## GIVEN REQUEST
Write out as a numbered list the lines of the listing below, from the line containing "Put a marker on each instance of the french" through the line containing "[(380, 287)]", inclusive, omitting any blank lines.

━━━ DATA FOR THE TASK

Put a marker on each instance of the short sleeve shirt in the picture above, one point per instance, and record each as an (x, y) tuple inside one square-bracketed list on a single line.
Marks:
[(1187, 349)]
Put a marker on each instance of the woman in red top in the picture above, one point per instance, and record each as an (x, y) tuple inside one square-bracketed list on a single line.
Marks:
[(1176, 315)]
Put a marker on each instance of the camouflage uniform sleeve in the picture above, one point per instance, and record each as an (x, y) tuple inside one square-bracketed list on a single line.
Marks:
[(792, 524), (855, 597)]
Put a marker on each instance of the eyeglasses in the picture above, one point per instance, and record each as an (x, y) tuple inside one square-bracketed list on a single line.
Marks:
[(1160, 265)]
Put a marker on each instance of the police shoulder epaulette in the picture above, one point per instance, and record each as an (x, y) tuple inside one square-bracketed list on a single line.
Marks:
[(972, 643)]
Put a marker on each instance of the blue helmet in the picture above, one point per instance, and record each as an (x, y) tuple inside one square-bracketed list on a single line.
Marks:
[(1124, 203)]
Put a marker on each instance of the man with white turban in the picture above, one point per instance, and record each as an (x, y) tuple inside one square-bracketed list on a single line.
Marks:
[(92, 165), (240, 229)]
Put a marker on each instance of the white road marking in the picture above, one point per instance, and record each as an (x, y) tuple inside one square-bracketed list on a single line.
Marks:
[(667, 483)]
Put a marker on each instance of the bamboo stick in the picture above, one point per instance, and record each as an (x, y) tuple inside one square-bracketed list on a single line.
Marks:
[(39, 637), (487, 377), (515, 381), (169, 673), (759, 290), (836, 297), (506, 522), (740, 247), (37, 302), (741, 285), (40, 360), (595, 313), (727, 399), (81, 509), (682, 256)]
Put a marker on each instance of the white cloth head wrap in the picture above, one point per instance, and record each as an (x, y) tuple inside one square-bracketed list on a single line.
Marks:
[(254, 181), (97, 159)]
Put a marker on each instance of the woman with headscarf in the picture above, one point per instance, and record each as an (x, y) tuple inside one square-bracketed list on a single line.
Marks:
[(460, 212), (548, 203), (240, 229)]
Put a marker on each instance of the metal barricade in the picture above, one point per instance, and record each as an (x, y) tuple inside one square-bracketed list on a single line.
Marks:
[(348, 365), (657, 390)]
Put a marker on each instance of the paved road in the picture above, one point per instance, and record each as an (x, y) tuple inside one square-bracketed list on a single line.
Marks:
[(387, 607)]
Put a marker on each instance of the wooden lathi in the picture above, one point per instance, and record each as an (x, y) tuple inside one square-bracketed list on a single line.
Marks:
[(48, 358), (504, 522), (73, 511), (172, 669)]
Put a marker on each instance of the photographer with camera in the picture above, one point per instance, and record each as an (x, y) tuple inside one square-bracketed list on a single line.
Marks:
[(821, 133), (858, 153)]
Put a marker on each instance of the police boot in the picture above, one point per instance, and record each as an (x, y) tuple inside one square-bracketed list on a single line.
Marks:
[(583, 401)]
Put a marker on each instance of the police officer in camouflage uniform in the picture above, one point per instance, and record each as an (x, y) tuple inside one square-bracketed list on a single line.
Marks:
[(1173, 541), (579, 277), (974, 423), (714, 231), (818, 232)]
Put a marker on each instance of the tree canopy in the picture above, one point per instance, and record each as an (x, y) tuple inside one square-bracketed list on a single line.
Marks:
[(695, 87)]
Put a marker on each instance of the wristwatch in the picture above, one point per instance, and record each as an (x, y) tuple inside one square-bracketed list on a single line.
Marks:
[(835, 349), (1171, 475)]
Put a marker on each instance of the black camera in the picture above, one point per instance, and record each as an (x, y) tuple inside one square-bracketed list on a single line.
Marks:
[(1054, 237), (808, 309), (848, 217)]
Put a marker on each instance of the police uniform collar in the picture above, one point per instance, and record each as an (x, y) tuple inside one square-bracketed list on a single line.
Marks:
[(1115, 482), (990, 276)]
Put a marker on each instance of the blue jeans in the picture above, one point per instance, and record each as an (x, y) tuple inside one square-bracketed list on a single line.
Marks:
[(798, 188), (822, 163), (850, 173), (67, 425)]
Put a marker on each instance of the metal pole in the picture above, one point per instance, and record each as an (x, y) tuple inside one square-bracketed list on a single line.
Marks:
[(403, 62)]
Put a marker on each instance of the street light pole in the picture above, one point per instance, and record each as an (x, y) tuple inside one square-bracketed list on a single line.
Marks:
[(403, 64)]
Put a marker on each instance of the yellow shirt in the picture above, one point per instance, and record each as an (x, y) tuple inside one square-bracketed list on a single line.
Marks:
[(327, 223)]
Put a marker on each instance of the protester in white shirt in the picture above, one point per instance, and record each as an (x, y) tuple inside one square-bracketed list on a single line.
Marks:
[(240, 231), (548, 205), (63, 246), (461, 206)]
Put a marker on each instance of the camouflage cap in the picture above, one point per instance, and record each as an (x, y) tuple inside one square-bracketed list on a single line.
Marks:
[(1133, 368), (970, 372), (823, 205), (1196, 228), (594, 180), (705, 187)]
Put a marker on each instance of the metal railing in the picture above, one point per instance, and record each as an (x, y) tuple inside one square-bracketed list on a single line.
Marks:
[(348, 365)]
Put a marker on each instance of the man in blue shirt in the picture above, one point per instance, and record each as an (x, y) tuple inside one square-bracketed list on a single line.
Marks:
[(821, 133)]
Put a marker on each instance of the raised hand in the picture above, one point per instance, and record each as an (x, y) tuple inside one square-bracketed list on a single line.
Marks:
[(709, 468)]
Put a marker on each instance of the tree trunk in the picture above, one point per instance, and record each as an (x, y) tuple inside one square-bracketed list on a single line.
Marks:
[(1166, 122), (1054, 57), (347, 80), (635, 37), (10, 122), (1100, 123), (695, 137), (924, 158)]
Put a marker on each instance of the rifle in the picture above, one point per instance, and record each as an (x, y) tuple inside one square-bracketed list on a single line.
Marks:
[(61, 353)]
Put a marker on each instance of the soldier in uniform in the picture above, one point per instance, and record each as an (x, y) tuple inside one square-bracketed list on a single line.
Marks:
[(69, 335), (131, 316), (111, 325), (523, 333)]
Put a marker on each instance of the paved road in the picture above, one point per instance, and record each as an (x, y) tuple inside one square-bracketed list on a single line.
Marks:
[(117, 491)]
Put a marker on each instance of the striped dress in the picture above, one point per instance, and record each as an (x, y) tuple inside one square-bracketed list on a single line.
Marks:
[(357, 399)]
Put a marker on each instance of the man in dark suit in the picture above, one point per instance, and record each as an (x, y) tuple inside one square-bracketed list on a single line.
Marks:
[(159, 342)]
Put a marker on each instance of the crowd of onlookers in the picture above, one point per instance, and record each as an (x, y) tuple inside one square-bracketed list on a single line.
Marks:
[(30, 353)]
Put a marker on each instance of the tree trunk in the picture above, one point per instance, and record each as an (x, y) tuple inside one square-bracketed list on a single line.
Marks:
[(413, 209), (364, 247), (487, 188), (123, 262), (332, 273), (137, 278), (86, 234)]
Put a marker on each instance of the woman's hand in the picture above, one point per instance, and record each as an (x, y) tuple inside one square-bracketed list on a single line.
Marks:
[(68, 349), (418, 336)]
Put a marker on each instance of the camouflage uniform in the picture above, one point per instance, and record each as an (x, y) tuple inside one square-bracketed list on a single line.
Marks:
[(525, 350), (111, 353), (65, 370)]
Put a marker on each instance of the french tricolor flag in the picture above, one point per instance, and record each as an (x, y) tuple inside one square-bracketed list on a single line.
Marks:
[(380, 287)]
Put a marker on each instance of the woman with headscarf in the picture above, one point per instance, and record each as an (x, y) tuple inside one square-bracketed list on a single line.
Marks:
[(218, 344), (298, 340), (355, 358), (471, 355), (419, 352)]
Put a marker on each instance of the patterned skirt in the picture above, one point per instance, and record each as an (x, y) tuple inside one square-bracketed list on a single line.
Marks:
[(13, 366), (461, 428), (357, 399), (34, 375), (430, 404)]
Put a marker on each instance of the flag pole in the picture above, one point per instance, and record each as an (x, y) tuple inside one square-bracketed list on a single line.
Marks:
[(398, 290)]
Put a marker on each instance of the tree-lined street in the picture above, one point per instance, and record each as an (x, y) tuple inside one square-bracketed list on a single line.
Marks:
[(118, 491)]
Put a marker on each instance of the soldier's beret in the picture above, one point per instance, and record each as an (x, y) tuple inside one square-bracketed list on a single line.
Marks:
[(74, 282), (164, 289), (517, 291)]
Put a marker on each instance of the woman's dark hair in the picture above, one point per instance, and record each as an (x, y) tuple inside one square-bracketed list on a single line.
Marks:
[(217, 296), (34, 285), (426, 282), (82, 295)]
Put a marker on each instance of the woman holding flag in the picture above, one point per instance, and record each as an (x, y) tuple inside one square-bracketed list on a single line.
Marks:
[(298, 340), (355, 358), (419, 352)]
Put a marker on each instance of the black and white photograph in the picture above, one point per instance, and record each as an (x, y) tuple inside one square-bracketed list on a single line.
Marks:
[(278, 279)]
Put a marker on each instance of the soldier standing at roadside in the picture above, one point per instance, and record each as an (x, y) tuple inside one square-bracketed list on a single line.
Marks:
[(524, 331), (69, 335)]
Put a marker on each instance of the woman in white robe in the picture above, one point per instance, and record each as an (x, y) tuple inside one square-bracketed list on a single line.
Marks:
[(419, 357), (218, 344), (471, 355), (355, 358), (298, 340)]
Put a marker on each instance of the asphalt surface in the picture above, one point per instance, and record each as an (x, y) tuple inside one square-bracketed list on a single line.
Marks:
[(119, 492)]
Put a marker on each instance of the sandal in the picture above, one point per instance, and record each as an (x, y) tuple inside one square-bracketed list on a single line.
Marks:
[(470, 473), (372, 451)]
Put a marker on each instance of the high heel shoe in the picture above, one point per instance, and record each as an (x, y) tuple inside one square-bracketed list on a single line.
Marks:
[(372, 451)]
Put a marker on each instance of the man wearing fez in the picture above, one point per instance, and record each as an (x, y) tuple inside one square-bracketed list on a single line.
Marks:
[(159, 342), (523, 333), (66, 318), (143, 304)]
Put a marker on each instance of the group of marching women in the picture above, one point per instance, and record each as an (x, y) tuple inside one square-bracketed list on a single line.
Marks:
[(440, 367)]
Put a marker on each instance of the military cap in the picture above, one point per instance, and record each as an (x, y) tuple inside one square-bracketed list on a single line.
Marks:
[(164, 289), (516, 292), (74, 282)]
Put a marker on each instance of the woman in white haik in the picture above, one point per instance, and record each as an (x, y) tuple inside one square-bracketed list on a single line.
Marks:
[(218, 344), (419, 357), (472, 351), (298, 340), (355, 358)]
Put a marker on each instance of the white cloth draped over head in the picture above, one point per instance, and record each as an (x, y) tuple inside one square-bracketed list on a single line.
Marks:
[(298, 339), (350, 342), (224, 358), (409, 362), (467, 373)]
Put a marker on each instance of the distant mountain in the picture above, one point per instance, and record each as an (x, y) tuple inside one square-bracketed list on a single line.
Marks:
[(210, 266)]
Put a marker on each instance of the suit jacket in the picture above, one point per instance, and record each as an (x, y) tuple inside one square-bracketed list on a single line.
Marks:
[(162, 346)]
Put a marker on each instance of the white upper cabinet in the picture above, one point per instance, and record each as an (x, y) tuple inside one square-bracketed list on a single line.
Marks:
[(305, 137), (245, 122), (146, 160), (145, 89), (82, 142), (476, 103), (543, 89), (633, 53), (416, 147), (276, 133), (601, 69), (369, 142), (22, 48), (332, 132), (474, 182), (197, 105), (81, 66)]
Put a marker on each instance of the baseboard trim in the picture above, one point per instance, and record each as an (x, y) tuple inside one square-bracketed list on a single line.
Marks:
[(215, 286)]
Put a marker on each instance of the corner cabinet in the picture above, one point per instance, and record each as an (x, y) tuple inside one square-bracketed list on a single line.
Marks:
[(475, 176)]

━━━━━━

## ANSWER TO THIS EXERCISE
1. Put a marker on each instance of the french tricolor flag in the picture above, one point per instance, and record each as an (x, y) tuple inside one square-bracketed list on a single line.
2. Marks:
3. [(380, 287)]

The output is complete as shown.